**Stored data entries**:
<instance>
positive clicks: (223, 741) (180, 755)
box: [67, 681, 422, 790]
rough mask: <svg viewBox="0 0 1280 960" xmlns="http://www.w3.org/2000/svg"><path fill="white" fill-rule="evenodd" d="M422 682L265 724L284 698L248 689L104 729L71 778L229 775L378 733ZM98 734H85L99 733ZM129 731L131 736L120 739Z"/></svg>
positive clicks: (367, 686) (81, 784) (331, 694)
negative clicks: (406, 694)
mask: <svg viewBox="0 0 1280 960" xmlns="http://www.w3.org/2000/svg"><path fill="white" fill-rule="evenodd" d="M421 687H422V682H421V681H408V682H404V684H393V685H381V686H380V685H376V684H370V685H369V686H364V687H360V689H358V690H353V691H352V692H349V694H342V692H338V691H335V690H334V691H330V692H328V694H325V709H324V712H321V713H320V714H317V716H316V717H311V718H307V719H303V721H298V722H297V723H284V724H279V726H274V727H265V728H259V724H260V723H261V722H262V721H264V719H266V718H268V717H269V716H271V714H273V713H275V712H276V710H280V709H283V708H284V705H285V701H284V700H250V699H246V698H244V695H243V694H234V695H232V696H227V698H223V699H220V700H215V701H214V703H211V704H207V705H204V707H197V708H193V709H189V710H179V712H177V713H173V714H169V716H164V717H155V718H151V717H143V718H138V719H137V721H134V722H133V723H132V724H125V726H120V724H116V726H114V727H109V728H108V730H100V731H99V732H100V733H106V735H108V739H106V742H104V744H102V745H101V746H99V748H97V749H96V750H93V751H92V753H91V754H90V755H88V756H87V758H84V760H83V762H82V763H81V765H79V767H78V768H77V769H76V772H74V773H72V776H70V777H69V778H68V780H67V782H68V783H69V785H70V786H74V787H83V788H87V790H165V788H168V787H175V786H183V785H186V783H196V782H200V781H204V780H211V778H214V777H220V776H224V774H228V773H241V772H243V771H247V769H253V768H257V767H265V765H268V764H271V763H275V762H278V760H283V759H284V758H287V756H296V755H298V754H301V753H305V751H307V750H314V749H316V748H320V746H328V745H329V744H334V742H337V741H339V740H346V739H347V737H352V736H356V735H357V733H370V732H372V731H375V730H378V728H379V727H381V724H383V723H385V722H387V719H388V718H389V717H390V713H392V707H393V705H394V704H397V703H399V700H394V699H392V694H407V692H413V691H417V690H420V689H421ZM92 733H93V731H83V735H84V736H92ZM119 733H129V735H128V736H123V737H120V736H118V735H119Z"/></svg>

**PROBLEM REQUIREMENTS**:
Search the lines above for the string "positive" and copy each line that has it.

**PROBLEM SOLUTION**:
positive clicks: (223, 741) (180, 755)
positive clicks: (367, 686) (81, 784) (331, 694)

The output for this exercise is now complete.